— Set task —
Copy the material from its start through the line containing "x=491, y=326", both ends included, keeping every line and request. Scale each answer coordinate by 0.45 and round to whole numbers with halves going up, but leave the numbers in the requests and their sample formats unchanged.

(Position annotation records)
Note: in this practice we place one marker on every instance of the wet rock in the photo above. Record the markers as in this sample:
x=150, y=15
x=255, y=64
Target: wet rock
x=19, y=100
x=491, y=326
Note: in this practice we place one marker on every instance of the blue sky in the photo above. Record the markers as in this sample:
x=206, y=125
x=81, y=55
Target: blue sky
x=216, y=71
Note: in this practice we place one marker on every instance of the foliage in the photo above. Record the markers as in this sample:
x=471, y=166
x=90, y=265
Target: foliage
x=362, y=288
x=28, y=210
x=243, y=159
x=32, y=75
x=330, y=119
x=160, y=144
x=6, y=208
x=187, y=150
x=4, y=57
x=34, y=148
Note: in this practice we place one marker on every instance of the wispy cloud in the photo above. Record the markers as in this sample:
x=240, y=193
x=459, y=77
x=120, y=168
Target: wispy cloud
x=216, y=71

— Response —
Note: in this practice we place one marker on every instance of the wet rock in the photo above. Record the markers as in this sample:
x=150, y=15
x=255, y=64
Target: wet rock
x=9, y=45
x=221, y=147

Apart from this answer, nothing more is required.